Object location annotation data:
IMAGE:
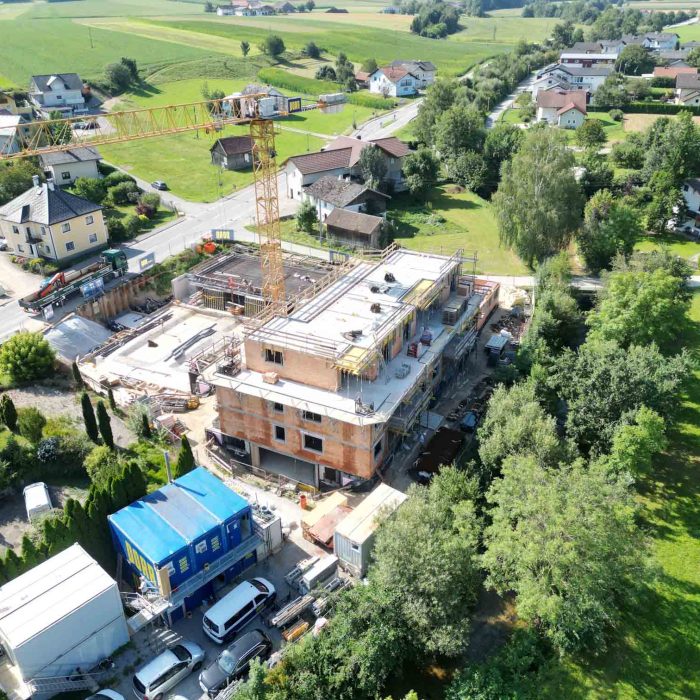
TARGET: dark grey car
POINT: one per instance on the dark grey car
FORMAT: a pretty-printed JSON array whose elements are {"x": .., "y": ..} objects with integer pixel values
[{"x": 233, "y": 662}]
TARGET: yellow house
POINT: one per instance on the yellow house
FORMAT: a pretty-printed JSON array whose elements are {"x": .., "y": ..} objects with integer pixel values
[{"x": 47, "y": 222}]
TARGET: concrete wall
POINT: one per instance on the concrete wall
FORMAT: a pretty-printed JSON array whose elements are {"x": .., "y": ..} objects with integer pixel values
[
  {"x": 297, "y": 366},
  {"x": 346, "y": 447}
]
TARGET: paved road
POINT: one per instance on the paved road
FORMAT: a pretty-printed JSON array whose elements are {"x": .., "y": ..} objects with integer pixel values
[{"x": 388, "y": 124}]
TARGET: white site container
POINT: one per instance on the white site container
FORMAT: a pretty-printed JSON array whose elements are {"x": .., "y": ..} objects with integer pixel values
[
  {"x": 63, "y": 614},
  {"x": 354, "y": 536}
]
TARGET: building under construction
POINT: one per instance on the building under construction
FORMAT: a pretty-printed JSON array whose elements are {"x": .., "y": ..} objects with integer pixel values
[
  {"x": 233, "y": 281},
  {"x": 326, "y": 393}
]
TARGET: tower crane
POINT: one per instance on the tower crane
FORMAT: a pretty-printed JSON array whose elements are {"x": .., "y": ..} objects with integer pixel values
[{"x": 56, "y": 135}]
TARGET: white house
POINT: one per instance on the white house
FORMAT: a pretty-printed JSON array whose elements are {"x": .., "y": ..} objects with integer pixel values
[
  {"x": 563, "y": 108},
  {"x": 424, "y": 71},
  {"x": 394, "y": 82},
  {"x": 341, "y": 159},
  {"x": 66, "y": 167},
  {"x": 688, "y": 90},
  {"x": 691, "y": 194},
  {"x": 60, "y": 91},
  {"x": 9, "y": 141},
  {"x": 571, "y": 78}
]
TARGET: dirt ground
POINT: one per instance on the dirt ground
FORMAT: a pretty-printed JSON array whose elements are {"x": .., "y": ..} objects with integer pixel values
[
  {"x": 13, "y": 516},
  {"x": 640, "y": 122}
]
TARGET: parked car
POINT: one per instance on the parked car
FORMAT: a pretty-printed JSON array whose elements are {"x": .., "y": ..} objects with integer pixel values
[
  {"x": 106, "y": 693},
  {"x": 37, "y": 499},
  {"x": 159, "y": 675},
  {"x": 233, "y": 663},
  {"x": 236, "y": 609}
]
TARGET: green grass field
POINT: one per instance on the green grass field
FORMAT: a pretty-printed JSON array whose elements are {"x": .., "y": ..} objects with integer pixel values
[
  {"x": 184, "y": 162},
  {"x": 453, "y": 220},
  {"x": 657, "y": 652}
]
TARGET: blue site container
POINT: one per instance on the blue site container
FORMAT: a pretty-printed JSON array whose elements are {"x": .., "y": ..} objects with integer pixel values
[{"x": 186, "y": 526}]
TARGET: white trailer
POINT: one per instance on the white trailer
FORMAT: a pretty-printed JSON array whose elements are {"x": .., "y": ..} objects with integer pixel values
[
  {"x": 354, "y": 536},
  {"x": 66, "y": 613}
]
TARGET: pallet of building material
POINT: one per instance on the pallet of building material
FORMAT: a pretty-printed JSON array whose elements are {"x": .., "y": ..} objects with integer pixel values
[
  {"x": 292, "y": 610},
  {"x": 293, "y": 575},
  {"x": 295, "y": 631}
]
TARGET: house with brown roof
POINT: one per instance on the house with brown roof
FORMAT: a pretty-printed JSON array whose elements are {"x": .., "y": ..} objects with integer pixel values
[
  {"x": 393, "y": 81},
  {"x": 329, "y": 193},
  {"x": 688, "y": 90},
  {"x": 233, "y": 152},
  {"x": 563, "y": 108},
  {"x": 355, "y": 229},
  {"x": 341, "y": 159}
]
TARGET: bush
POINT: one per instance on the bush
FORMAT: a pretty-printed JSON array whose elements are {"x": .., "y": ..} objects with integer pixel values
[
  {"x": 119, "y": 194},
  {"x": 26, "y": 356}
]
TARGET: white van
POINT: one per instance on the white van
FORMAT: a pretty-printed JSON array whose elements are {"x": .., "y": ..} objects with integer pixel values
[
  {"x": 36, "y": 499},
  {"x": 236, "y": 609}
]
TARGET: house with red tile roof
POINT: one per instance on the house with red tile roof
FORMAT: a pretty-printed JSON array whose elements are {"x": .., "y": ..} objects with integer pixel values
[
  {"x": 340, "y": 159},
  {"x": 563, "y": 108}
]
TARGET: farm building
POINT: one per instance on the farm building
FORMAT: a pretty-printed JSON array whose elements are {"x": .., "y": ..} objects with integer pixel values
[
  {"x": 354, "y": 536},
  {"x": 62, "y": 614},
  {"x": 186, "y": 540}
]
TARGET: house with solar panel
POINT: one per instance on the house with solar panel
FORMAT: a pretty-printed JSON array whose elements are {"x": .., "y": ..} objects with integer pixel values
[{"x": 186, "y": 540}]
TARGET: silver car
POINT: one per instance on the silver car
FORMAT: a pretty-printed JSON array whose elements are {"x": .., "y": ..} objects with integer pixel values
[{"x": 164, "y": 672}]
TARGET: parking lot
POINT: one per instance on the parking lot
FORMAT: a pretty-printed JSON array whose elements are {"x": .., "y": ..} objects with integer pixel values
[{"x": 152, "y": 640}]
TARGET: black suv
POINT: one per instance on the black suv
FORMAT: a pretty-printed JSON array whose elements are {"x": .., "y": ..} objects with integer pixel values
[{"x": 233, "y": 663}]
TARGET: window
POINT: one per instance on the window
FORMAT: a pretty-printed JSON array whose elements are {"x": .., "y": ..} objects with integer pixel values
[
  {"x": 310, "y": 415},
  {"x": 311, "y": 442},
  {"x": 274, "y": 356}
]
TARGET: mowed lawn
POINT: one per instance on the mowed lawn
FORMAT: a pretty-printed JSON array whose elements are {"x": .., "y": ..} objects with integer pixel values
[
  {"x": 65, "y": 43},
  {"x": 657, "y": 651},
  {"x": 453, "y": 220},
  {"x": 356, "y": 41},
  {"x": 184, "y": 161}
]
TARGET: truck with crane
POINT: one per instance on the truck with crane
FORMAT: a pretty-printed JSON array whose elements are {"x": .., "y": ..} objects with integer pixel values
[{"x": 56, "y": 289}]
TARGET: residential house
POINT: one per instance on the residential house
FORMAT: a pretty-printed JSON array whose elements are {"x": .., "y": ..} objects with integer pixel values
[
  {"x": 355, "y": 229},
  {"x": 393, "y": 82},
  {"x": 362, "y": 79},
  {"x": 586, "y": 47},
  {"x": 233, "y": 152},
  {"x": 691, "y": 194},
  {"x": 9, "y": 133},
  {"x": 673, "y": 72},
  {"x": 424, "y": 71},
  {"x": 688, "y": 90},
  {"x": 51, "y": 223},
  {"x": 571, "y": 77},
  {"x": 586, "y": 60},
  {"x": 341, "y": 159},
  {"x": 329, "y": 193},
  {"x": 61, "y": 92},
  {"x": 326, "y": 394},
  {"x": 563, "y": 108},
  {"x": 660, "y": 41},
  {"x": 66, "y": 167}
]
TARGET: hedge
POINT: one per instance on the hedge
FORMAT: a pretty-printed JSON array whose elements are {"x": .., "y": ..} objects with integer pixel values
[
  {"x": 650, "y": 108},
  {"x": 310, "y": 86}
]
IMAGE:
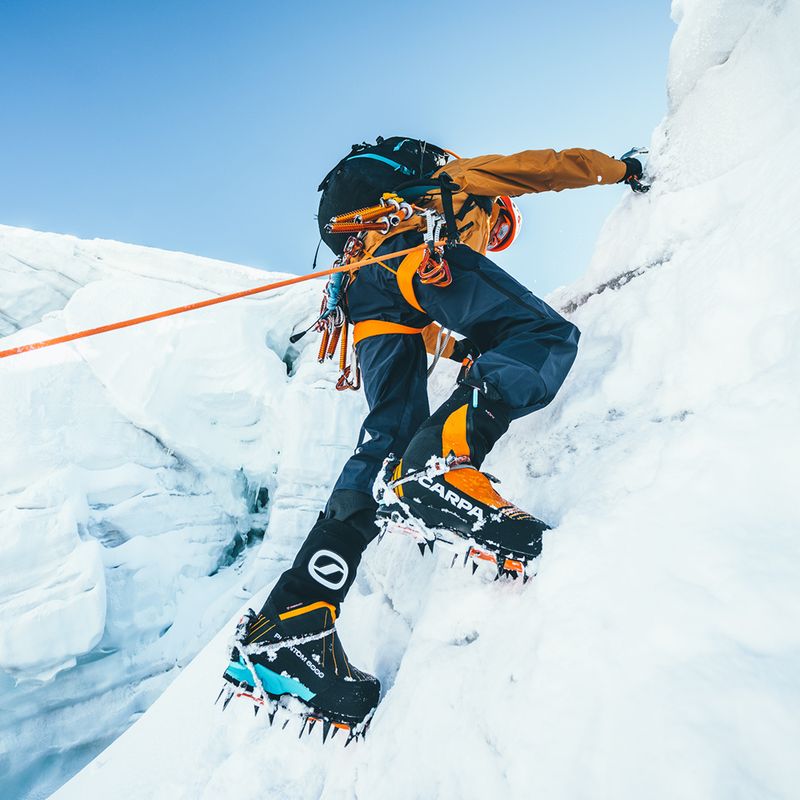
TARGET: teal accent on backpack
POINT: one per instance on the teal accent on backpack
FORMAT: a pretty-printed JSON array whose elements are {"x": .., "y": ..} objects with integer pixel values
[{"x": 393, "y": 164}]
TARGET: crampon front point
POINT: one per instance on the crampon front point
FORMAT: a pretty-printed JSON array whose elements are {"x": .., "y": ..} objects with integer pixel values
[
  {"x": 285, "y": 709},
  {"x": 276, "y": 665},
  {"x": 493, "y": 561}
]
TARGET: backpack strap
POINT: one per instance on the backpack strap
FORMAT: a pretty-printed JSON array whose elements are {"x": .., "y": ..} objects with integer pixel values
[{"x": 448, "y": 186}]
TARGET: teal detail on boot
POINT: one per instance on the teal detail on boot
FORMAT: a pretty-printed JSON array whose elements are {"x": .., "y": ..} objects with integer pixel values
[{"x": 271, "y": 681}]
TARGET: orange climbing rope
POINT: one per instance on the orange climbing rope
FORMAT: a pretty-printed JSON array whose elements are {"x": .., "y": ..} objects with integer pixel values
[{"x": 171, "y": 312}]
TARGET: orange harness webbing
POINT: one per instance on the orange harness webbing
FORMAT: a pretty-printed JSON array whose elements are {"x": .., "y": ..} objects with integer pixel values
[
  {"x": 377, "y": 327},
  {"x": 405, "y": 277}
]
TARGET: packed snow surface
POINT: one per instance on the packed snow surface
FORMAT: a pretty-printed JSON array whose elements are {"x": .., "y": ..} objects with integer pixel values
[{"x": 657, "y": 652}]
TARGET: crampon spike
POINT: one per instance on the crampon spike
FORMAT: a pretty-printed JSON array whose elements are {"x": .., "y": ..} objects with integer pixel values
[{"x": 228, "y": 696}]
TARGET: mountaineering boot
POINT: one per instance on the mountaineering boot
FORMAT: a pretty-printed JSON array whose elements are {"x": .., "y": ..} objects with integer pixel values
[
  {"x": 291, "y": 648},
  {"x": 438, "y": 483}
]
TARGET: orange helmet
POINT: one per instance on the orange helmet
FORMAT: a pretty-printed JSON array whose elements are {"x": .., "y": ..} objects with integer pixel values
[{"x": 507, "y": 225}]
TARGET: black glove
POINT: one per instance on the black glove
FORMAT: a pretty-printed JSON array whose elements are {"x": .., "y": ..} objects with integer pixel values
[{"x": 633, "y": 174}]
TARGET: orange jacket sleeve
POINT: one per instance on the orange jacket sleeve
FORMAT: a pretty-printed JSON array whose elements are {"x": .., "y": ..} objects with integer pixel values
[{"x": 534, "y": 171}]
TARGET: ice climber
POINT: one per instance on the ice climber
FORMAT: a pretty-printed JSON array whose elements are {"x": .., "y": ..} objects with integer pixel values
[{"x": 516, "y": 353}]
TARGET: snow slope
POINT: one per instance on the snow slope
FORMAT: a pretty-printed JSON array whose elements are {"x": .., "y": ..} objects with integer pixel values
[
  {"x": 138, "y": 472},
  {"x": 657, "y": 652}
]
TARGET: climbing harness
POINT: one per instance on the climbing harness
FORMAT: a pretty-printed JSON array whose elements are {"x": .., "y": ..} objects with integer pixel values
[{"x": 427, "y": 261}]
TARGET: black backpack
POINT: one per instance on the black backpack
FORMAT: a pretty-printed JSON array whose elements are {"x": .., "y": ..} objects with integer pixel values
[{"x": 368, "y": 171}]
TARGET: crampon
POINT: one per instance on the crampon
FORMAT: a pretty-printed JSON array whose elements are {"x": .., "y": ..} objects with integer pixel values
[
  {"x": 283, "y": 699},
  {"x": 468, "y": 545}
]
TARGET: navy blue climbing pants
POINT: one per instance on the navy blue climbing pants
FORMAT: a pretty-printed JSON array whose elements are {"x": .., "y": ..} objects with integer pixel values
[{"x": 526, "y": 349}]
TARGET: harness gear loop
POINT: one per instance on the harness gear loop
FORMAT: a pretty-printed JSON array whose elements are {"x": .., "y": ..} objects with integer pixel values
[
  {"x": 434, "y": 270},
  {"x": 405, "y": 277}
]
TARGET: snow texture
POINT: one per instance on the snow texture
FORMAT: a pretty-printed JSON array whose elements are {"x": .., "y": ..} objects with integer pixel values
[{"x": 657, "y": 652}]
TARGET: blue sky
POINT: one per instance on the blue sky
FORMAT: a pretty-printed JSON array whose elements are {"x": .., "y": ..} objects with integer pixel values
[{"x": 207, "y": 126}]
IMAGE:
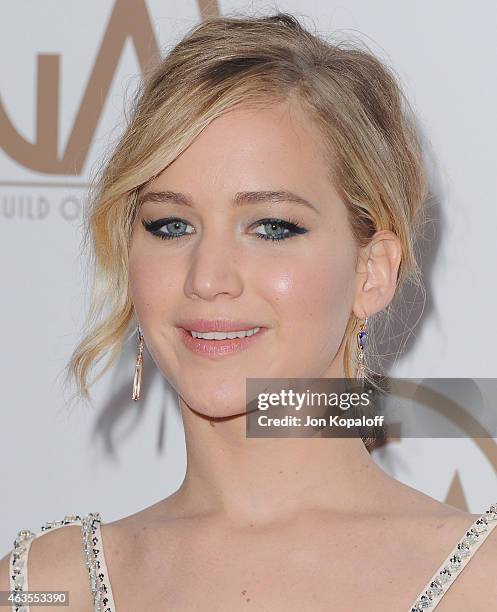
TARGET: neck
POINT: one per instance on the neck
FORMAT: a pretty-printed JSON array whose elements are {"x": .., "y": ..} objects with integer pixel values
[{"x": 261, "y": 480}]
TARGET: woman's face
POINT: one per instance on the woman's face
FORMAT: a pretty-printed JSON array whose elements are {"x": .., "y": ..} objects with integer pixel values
[{"x": 222, "y": 263}]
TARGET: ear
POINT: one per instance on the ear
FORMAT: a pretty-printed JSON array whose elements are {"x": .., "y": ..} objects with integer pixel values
[{"x": 376, "y": 273}]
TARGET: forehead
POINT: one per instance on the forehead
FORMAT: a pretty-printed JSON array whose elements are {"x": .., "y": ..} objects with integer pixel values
[{"x": 251, "y": 148}]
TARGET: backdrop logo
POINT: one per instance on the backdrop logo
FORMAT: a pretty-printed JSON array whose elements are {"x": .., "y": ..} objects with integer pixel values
[{"x": 129, "y": 19}]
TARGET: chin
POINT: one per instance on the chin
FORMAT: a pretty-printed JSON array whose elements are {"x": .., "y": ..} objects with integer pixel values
[{"x": 215, "y": 403}]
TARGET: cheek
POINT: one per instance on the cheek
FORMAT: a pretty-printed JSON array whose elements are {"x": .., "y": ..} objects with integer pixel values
[
  {"x": 310, "y": 291},
  {"x": 151, "y": 282}
]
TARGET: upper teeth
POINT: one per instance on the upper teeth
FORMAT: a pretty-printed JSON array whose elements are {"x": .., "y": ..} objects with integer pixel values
[{"x": 224, "y": 335}]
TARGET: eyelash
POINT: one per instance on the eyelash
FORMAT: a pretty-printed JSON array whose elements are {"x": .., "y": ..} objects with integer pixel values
[{"x": 292, "y": 225}]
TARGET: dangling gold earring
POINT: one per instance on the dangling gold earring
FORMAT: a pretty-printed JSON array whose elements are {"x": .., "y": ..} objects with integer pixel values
[
  {"x": 138, "y": 368},
  {"x": 362, "y": 337}
]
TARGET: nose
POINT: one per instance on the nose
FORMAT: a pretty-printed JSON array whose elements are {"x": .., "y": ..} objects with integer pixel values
[{"x": 214, "y": 267}]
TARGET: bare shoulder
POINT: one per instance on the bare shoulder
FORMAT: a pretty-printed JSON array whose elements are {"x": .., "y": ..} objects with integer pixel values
[{"x": 56, "y": 563}]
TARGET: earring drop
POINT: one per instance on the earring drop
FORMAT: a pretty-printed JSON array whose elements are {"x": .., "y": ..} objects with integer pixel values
[
  {"x": 138, "y": 368},
  {"x": 362, "y": 337}
]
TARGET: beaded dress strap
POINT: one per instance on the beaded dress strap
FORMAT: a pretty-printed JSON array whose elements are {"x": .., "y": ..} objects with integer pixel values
[
  {"x": 456, "y": 561},
  {"x": 94, "y": 558}
]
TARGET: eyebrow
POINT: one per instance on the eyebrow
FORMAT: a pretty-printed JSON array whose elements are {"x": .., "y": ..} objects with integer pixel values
[{"x": 241, "y": 198}]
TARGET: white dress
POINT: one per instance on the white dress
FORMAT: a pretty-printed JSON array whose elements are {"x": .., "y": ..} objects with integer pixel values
[{"x": 99, "y": 583}]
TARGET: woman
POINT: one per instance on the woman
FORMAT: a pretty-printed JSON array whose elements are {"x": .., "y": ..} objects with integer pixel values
[{"x": 268, "y": 182}]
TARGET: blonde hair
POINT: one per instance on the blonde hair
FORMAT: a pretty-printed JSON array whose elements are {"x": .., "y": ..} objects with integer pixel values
[{"x": 367, "y": 128}]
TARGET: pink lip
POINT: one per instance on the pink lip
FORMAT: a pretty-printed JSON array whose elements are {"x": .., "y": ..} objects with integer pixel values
[
  {"x": 205, "y": 325},
  {"x": 219, "y": 348}
]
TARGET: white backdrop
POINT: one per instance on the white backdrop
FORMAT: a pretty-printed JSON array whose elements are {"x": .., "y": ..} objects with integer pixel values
[{"x": 119, "y": 456}]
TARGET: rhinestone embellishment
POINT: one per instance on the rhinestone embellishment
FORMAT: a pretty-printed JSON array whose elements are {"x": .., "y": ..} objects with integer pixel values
[
  {"x": 459, "y": 556},
  {"x": 19, "y": 556},
  {"x": 93, "y": 554},
  {"x": 92, "y": 548}
]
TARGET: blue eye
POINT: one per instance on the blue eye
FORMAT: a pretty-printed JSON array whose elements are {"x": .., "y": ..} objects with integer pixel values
[
  {"x": 274, "y": 229},
  {"x": 173, "y": 224},
  {"x": 282, "y": 229}
]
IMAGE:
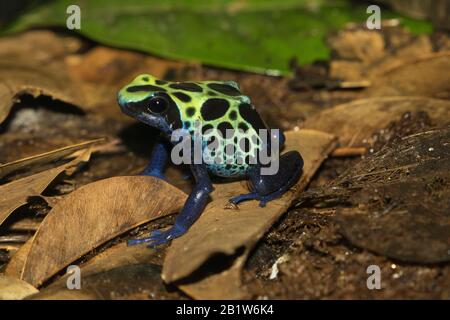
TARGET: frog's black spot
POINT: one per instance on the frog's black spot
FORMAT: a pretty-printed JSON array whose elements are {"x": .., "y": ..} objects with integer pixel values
[
  {"x": 190, "y": 111},
  {"x": 206, "y": 128},
  {"x": 145, "y": 87},
  {"x": 182, "y": 96},
  {"x": 214, "y": 108},
  {"x": 225, "y": 89},
  {"x": 187, "y": 86},
  {"x": 223, "y": 127},
  {"x": 243, "y": 126},
  {"x": 212, "y": 144},
  {"x": 160, "y": 82},
  {"x": 251, "y": 116},
  {"x": 244, "y": 144},
  {"x": 173, "y": 113},
  {"x": 230, "y": 149}
]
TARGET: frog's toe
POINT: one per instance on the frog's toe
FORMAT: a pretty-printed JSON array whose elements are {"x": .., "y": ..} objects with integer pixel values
[
  {"x": 154, "y": 235},
  {"x": 158, "y": 238},
  {"x": 243, "y": 197},
  {"x": 155, "y": 174}
]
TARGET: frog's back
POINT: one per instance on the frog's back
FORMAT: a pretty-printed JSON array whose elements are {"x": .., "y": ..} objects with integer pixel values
[
  {"x": 229, "y": 125},
  {"x": 217, "y": 106}
]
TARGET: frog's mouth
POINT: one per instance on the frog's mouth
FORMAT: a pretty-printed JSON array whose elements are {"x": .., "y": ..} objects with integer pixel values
[{"x": 135, "y": 110}]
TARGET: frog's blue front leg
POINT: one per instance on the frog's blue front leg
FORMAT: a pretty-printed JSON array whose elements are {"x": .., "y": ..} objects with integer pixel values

Task: Locate the line that contains "TARGET: frog's toe". Repeat it and every line after it, up to and including the final line, exactly.

Solution to this task:
TARGET: frog's toe
POINT: one per instance on the frog's toe
FORMAT: a pretty-printed JSON array whose elements are {"x": .., "y": ..} objects with integer pixel values
[
  {"x": 154, "y": 235},
  {"x": 158, "y": 238},
  {"x": 243, "y": 197},
  {"x": 155, "y": 174}
]
TARGET: frog's back
POINT: one per instance on the frog's back
FORMAT: a pretty-printed JSON array whose elements are {"x": .., "y": ..} objects with integer pixel values
[
  {"x": 229, "y": 125},
  {"x": 217, "y": 106}
]
TARGET: frog's mouth
POINT: one per instance on the frog's mouth
FORMAT: a pretty-printed JSON array whose elements are {"x": .., "y": ..} objects with integer pixel values
[{"x": 135, "y": 110}]
TARGET: frog's blue front leg
POINT: one per instance on the frog's blue front leg
FORMAT: a pretty-printed JSON array whose elements are {"x": .., "y": ..} objects with integer pixel values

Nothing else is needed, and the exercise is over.